EXERCISE TASK 1 – Pull out every row below that contains the word "building" and copy each of those rows in full.

Piaggio cited several reasons why it believes the left handlebar rear brake actuation force provides an overall level of safety that equals or exceeds a motorcycle with a right-foot rear brake control. Among these reasons, Piaggio cited the “state of the art” hydraulically activated front disc brakes used on Vespa and Piaggio vehicles, as providing more than enough brake actuation force available to the “hand of even the smallest rider.” Piaggio explained that because of the greater physical size of a foot-powered brake pedal, mechanical efficiency is lower and inertia about the pivot is higher. This results in less effective feedback, or what Piaggio describes as “feeling” of the actuation system. Piaggio asserted that because there is more sensitivity to brake feedback from the hand lever, use of a hand lever reduces the probability of inadvertent wheel locking in an emergency braking situation. Piaggio stated that inexperienced riders may lose control of their motorcycle because of rear wheel locking, and that use of the hand lever reduces the possibility of rear wheel locking.
Yamaha—Yamaha cited an August 1999 study, “Motorcycle Braking Control Response Study” by T.J. Carter, as showing that handlebar-mounted rear brakes have an equivalent level of safety to that of right-foot control rear brakes, because handlebar-mounted rear brakes have equivalent reaction times to the foot control. Yamaha analogized motorcycle operators changing from the dual hand control wheel brakes to the hand/foot arrangement, to that of an automobile driver going from an automatic transmission to a stick shift. Yamaha asserted: “[t]here have been no required warnings of ‘change’ or ‘difference in operating character’ to the automobile operator, nor has there been shown to be a lessened or lowered level of equivalent safety for the two different systems on the same platform (automobiles).”
IV. Why Petitioners Claim an Exemption Would Be in the Public Interest and Would Be Consistent With the Objectives of Motor Vehicle Safety
Each manufacturer offered the following reasons why temporary exemptions for their motorcycles would be in the public interest and would be consistent with the objectives of motor vehicle safety:
Honda—For both the NSS250 and the PS250, Honda asserted that it is “certain” that the level of safety of the two motorcycles “is equal to similar vehicles certified under FMVSS No. Start Printed Page 60702123; therefore, we seek renewal of the [or a new] temporary exemption from this standard.” Honda noted that both the NSS250 and the PS250 are equipped with a combined brake system. The combined brake system uses both front and rear disc brakes and employs a unique three-piston front caliper. Applying the right handlebar brake lever activates the front brake caliper. Applying the left handlebar brake lever activates one piston in the front brake caliper and the rear brake caliper.

(Location identification items)
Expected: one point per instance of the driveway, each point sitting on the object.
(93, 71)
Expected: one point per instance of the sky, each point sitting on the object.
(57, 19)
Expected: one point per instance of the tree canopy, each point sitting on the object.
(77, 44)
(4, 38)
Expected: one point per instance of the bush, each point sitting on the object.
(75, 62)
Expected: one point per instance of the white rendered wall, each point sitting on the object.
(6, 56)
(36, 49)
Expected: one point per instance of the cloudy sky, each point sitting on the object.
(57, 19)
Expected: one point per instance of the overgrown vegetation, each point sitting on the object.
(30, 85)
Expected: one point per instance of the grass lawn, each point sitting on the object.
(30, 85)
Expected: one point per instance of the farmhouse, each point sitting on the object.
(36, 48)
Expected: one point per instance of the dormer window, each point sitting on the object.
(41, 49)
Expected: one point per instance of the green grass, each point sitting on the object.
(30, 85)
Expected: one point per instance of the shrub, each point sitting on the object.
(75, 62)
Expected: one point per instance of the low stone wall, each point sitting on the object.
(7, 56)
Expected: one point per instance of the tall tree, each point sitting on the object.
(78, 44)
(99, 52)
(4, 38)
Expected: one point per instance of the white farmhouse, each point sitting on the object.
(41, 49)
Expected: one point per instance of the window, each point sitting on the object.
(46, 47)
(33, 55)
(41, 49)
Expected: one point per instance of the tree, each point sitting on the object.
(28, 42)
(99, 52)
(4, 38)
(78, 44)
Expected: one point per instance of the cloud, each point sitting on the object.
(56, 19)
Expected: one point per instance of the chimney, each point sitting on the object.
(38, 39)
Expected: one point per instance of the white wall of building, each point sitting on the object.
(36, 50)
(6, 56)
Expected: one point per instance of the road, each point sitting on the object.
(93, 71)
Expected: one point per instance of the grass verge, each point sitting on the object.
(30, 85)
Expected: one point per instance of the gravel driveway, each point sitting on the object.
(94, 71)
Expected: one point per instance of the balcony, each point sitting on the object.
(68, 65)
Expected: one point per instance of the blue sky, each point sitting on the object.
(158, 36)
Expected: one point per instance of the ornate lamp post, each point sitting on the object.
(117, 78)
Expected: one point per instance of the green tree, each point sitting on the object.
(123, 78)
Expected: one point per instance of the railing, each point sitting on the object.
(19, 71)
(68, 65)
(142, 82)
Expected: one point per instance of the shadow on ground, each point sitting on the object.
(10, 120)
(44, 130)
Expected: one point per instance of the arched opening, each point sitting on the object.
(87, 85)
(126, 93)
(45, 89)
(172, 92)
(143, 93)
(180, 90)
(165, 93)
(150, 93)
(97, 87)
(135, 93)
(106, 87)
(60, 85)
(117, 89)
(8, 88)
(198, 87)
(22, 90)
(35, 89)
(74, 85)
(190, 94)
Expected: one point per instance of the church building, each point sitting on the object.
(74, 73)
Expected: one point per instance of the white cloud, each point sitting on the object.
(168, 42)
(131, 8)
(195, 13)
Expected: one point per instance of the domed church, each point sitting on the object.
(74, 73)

EXERCISE TASK 2 – In the text on motorcycle brake exemptions, what does applying the left handlebar brake lever activate on Honda's NSS250 and PS250?

COMPLETE RESPONSE 1 –
Expected: one point per instance of the white wall of building, each point sitting on the object.
Expected: one point per instance of the church building, each point sitting on the object.

COMPLETE RESPONSE 2 – It activates one piston in the front brake caliper and the rear brake caliper.